• _EXCERTO DA PÁGINA_:
+-------+
12 de março de 2013

Event Horizon: Entre o realismo científico e o horror insustentável

É possível – fácil, até – encontrar na ficção científica cinematográfica várias obras que usam premissas habituais do género para construir narrativas orientadas para o horror. Alien, de Ridley Scott, será porventura um dos melhores exemplos – se não inaugurou, pelo menos tornou muito popular a ideia de uma nave humana entrar em contacto com um elemento estranho que vai aterrorizar e eliminar de forma metódica e impiedosa a tripulação. Sunshine, de que falei há algumas semanas, utilizou imagens muito idênticas às do filme de Ridley Scott para um efeito similar; e, uma década antes, Paul W. S. Anderson procurou recriar aquela atmosfera de terror e tensão numa narrativa sustentada por vários elementos de hard science fiction em Event Horizon

Em termos narrativos, a premissa de Event Horizon assenta numa série de boas ideias que tornam o filme muito promissor. Anos antes, foi construída uma nave espacial com um motor experimental que poderá contornar a Teoria da Relatividade e levar a Humanidade até a estrelas distantes. Na prática, o que este mecanismo faz é dobrar o espaço e o tempo de forma a passar de um ponto para o outro de forma quase instantânea, permitindo viajar muitos anos-luz sem problemas. Essa nave, que recebeu o muito apropriado nome de "Event Horizon", teve a sua viagem inaugural, mas desapareceu sem deixar rasto para lá da órbita de Neptuno. Foi considerada desaparecida até ao dia em que a "Lewis & Clarke", uma nave de resgate, é enviada para aquele distante planeta para localizar um sinal de socorro entretanto recebido – e que se vem a saber ter origem na "Event Horizon". Toda esta ideia é explorada de forma muito interessante: o jargão técnico e científico é explicado (e parodiado), e houve da parte dos argumentistas algum cuidado com detalhes que dão um maior realismo à longa viagem da "Lewis & Clarke" para Neptuno. O pormenor de a nave seguir sozinha o rumo traçado enquanto a tripulação se mantém em animação suspensa no interior de tanques cheios de líquido para sobreviver à aceleração é particularmente bom – quase reminiscente do rigor científico de Joe Haldeman em The Forever War, algo que é sempre muito bem vindo à ficção científica cinematográfica. Todo o interior da nave parece realista, usado, e acima de tudo, verosímil.
+-------+
• _MATERIAL FORNECIDO_:
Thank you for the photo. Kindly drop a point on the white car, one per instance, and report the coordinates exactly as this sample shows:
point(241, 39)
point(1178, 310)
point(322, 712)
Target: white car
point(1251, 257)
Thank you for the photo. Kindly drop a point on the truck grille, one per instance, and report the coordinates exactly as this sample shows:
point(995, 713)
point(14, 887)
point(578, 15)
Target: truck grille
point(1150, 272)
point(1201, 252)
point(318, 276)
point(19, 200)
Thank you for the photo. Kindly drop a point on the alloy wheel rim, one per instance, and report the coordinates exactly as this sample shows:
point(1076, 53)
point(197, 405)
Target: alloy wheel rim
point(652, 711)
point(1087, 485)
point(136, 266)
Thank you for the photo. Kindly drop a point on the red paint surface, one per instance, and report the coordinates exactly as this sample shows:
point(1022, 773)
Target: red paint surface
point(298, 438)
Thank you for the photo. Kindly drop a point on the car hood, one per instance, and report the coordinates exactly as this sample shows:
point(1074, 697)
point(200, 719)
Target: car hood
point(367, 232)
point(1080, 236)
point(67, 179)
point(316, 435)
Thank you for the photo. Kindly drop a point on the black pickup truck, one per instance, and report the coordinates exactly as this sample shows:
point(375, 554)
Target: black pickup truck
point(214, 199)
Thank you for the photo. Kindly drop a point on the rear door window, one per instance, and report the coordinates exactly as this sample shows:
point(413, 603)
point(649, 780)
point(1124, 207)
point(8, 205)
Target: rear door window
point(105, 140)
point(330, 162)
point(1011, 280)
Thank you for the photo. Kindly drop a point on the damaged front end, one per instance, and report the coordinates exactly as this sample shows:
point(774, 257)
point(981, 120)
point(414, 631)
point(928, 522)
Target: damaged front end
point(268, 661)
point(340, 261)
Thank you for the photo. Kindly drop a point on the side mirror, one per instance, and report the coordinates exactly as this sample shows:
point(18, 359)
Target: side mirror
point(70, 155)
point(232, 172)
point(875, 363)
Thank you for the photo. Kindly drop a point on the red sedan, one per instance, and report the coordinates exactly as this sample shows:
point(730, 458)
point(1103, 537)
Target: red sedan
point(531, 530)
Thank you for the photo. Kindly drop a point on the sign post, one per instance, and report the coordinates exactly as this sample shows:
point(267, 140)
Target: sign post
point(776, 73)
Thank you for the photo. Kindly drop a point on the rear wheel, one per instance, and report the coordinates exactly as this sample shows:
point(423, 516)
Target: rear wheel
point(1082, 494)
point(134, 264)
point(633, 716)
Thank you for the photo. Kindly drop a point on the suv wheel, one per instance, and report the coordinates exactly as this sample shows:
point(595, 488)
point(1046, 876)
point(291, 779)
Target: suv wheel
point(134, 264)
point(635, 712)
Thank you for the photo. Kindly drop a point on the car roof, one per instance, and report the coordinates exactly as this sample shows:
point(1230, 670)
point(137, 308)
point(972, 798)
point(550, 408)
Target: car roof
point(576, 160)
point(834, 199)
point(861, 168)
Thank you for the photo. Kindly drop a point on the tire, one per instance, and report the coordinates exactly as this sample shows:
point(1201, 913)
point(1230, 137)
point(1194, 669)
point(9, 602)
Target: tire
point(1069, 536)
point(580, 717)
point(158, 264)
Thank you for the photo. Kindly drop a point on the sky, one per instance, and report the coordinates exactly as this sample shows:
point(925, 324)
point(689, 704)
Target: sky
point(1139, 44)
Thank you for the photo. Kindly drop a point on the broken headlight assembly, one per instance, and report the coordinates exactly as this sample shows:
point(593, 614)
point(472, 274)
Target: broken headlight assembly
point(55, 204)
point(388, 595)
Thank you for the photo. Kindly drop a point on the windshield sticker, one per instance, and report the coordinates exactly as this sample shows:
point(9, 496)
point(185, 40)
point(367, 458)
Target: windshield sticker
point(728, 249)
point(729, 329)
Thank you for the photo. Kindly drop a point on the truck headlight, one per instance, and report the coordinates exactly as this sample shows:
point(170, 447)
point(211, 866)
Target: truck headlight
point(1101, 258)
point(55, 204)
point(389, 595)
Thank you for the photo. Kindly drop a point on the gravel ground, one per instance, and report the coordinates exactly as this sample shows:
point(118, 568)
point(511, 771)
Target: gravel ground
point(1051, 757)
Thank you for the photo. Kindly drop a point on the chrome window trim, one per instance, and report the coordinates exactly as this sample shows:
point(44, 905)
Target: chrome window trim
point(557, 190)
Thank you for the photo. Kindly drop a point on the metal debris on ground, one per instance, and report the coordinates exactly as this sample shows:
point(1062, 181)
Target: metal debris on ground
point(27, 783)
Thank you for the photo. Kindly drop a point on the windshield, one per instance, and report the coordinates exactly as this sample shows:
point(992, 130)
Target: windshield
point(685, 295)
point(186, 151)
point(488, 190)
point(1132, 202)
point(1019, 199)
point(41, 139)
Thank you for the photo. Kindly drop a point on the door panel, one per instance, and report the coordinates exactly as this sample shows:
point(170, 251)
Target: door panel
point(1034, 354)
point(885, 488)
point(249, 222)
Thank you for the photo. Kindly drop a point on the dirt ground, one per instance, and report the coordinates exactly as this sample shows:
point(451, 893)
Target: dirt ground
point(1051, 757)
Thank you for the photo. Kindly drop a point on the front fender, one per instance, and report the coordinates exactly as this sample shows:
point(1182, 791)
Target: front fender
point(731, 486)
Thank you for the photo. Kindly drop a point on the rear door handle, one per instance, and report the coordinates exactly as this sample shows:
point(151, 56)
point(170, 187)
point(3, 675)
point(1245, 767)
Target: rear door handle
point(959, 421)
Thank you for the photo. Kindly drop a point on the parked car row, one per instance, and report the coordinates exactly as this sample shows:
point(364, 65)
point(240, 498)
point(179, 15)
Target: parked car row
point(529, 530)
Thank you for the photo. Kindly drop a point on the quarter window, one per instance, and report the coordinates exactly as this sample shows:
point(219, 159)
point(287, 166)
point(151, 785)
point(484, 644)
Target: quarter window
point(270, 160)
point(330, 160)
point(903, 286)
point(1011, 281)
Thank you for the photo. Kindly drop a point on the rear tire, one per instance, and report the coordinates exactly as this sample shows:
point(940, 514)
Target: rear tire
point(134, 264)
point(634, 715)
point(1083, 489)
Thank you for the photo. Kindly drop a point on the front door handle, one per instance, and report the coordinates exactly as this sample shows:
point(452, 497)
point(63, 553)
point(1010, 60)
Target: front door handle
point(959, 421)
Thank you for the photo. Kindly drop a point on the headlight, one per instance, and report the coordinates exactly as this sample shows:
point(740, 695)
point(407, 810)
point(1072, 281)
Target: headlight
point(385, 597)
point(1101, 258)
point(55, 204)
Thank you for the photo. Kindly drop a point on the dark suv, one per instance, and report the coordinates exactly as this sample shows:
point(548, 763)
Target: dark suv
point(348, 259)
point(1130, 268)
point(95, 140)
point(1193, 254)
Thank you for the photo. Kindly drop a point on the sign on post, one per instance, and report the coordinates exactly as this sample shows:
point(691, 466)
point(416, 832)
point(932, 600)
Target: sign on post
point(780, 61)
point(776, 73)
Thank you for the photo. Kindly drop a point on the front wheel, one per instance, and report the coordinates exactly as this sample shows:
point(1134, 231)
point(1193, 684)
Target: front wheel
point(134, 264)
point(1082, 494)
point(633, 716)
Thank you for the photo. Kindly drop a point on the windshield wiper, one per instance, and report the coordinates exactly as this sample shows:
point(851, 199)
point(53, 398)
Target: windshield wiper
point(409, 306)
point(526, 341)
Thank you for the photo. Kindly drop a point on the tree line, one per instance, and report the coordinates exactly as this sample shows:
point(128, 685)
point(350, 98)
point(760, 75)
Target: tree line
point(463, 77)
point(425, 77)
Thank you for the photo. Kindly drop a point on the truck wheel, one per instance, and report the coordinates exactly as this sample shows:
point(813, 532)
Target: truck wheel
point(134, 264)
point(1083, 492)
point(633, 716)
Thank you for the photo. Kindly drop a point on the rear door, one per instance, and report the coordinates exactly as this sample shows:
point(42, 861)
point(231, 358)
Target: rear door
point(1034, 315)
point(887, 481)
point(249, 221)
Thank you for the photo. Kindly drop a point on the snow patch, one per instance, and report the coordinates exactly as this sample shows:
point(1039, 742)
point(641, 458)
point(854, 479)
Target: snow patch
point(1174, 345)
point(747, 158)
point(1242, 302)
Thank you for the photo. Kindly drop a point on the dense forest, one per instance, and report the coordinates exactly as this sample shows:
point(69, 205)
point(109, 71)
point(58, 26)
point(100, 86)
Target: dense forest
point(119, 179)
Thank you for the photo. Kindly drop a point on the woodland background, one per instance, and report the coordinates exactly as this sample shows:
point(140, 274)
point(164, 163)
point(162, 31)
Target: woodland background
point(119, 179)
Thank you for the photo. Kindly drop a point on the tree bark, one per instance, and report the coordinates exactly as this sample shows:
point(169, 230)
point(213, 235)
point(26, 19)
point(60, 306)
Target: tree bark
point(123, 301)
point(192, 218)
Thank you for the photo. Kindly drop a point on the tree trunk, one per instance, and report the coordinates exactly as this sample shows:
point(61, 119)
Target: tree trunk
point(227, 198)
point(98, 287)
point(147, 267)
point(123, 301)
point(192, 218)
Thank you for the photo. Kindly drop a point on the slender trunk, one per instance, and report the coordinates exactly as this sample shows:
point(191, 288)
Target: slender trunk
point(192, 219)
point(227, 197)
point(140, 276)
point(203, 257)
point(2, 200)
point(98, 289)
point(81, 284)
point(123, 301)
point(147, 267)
+-------+
• _REQUISITOS_:
A: Na crítica a Event Horizon, qual é o nome da nave de resgate enviada a Neptuno?
B: Quantas linhas dos registos contêm a palavra "tree"? Indique apenas o número.
O texto e os registos não têm qualquer relação entre si.

• _RESPOSTAS DADAS_:
A: "Lewis & Clarke".

B: 6